**Work to do:**
Write out the listing below without alteration, omitting its pictures.
** Begin Supplied records **
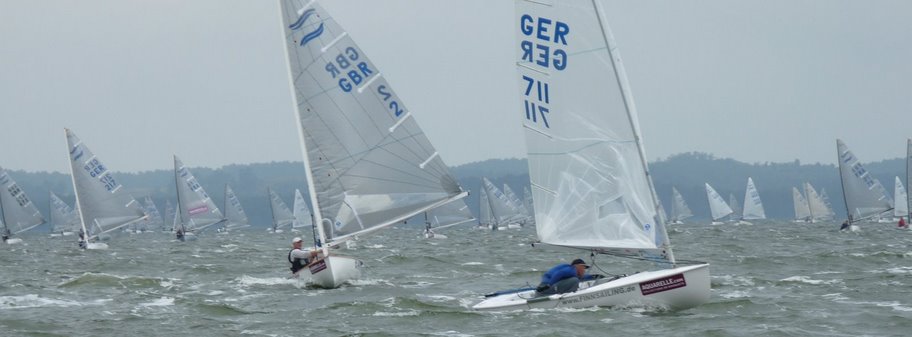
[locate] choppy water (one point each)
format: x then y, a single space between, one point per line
774 279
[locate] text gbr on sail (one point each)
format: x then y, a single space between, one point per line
352 71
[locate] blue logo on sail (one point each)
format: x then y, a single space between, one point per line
301 20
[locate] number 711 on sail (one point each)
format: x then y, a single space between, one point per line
537 100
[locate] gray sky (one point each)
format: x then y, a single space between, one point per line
139 80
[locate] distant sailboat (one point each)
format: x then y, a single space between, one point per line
592 188
900 200
802 209
235 217
102 203
19 213
679 209
717 206
368 165
448 215
865 197
281 216
64 219
753 206
196 209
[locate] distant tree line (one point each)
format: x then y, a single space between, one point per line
687 172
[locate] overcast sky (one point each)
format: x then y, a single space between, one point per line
140 80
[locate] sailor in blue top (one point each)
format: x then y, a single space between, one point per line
564 278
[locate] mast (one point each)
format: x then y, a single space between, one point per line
311 189
628 103
85 232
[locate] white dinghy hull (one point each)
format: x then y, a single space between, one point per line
332 271
675 289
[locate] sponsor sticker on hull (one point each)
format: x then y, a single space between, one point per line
662 284
317 267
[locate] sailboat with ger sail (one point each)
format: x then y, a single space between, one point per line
590 182
102 203
367 162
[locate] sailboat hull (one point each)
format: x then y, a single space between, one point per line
334 270
676 289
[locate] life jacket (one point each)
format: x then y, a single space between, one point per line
296 264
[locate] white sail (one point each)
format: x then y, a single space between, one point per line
234 212
450 214
736 208
369 164
802 209
102 203
63 217
864 196
817 208
485 213
590 183
753 206
679 209
302 214
281 216
909 178
169 215
19 213
717 206
900 200
196 209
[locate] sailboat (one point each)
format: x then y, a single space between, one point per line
591 185
197 211
802 209
448 215
302 214
281 216
753 206
817 206
64 220
864 196
900 200
679 209
102 203
367 162
717 206
235 217
19 213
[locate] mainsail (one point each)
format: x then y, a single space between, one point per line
281 216
196 209
234 212
802 209
302 214
19 213
864 196
102 203
900 200
717 206
753 207
679 209
63 217
590 183
368 163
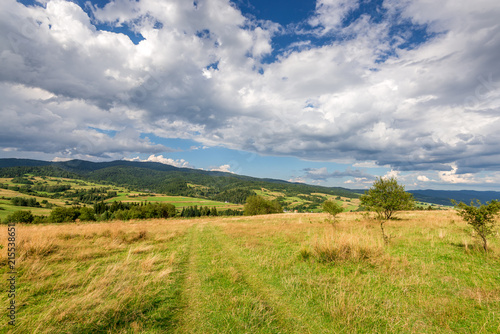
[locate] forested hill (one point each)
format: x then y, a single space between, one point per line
165 179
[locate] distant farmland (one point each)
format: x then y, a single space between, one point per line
283 273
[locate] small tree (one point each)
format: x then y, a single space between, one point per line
20 217
480 217
333 208
386 197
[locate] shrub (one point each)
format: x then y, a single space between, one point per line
386 197
480 217
333 208
257 205
20 217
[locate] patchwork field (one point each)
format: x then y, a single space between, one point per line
283 273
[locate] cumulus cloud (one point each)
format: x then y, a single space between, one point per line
369 93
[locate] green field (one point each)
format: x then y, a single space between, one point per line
283 273
123 194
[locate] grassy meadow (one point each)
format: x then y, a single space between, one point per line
123 195
282 273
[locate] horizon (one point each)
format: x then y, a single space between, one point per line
347 188
328 92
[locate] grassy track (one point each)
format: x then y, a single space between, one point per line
287 273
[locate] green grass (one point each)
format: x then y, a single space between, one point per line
285 273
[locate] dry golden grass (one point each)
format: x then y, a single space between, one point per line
115 277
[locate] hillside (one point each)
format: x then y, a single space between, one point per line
173 181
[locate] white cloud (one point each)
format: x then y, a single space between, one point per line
423 178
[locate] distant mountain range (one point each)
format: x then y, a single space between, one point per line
168 179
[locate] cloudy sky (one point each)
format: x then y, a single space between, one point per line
** End Supplied records **
**Correct result:**
[locate] choppy water (one point each)
format: x then y, a single space between, one point per line
774 279
[locate] text gbr on sail (one point each)
format: x then y, a single space between, one point per line
352 71
[locate] blue logo on sail (one point each)
format: x then y, a single space between, one point per line
301 20
[locate] number 711 on sail (one point each)
format: x then y, a single space between, one point per line
537 100
[locate] gray sky (one point each)
format: x then y, a single space between, one point per line
139 80
[locate] distant sailboat (one point each)
format: x then y, a single space between, one point per line
592 188
900 200
802 209
235 217
102 203
19 213
679 209
717 206
368 165
448 215
865 197
281 216
64 219
753 206
196 209
[locate] distant tree line (one point each)
format: x then y, a single space between, one point per line
687 172
[locate] overcast sky (one point each)
format: x then y, a single space between, one point per line
140 80
[locate] sailor in blue top (one point each)
format: x then y, a single space between, one point per line
564 278
[locate] mast (one point each)
format: x then y, a single space between, one point per line
311 189
628 103
85 232
[locate] white dinghy hull (one point each)
format: x then y, a single space between, one point per line
332 271
675 289
[locate] sponsor sticker on hull (one point each)
format: x then y, a single space between, one point per line
662 284
317 267
[locate] sailboat with ger sail (one point each)
format: x then y, a single space between, one point per line
590 182
102 203
367 162
[locate] sailboat hull (one point each)
format: x then y, a single space between, one point per line
334 270
676 289
[locate] life jacket (one point each)
format: x then y, a single space between, one point per line
296 264
[locate] white sail (one point each)
format: x then y, a single space between, one point per line
234 212
450 214
736 208
369 164
802 209
102 203
63 217
864 196
817 208
485 213
590 183
753 206
679 209
302 214
281 216
909 178
169 215
19 213
717 206
900 200
196 209
[locate] sailboat (one point each)
format: x then y, a single space between, one point per line
591 185
197 211
802 209
448 215
302 214
281 216
753 206
817 206
64 220
864 196
900 200
679 209
102 203
367 162
717 206
235 217
19 213
[locate] mainsail (one point each)
format: x then y, a single space between, one point per line
281 216
196 209
234 212
802 209
302 214
19 213
864 196
102 203
900 200
717 206
753 207
679 209
63 217
590 183
368 163
[locate] forested hill (one point each)
format: x then y, a single space between, one point per line
165 179
[locate] distant farmland (one point each)
format: x then y, a single space between, one point per line
283 273
[locate] small tree (one point each)
format: x then y, a single space between, one point per line
20 217
480 217
333 208
386 197
[locate] shrub (one point each)
format: x then y, a single space between, one point per line
386 197
480 217
333 208
257 205
20 217
[locate] patchwork field (one point each)
format: x then y, a single space between, one point per line
283 273
[locate] cumulus cloud (one point each)
format: x then y, a single space between, one point per line
369 93
[locate] green field (one point each)
format: x then y, a single space between, one point per line
283 273
123 194
[locate] grassy meadow (one point each)
format: x then y, a single space between, one point per line
123 195
282 273
[locate] horizon (one point each)
format: x then y, a single space between, one point per line
347 188
328 92
[locate] grassy track (one point each)
format: x then y, a single space between, one point per line
287 273
[locate] green grass (one point each)
format: x then y, a single space between, one point per line
285 273
[locate] dry golden grass (one point each)
format: x then y, a single space between, one point per line
115 277
[locate] hillside (one point each)
format: x then y, a single space between, one point per line
173 181
[locate] white cloud (one point each)
format: x then y, a single space between, one point per line
423 178
[locate] distant mountain range (one point each)
format: x then y, a single space between, one point per line
168 179
[locate] cloudy sky (one point each)
format: x then y, a single space between, one point per line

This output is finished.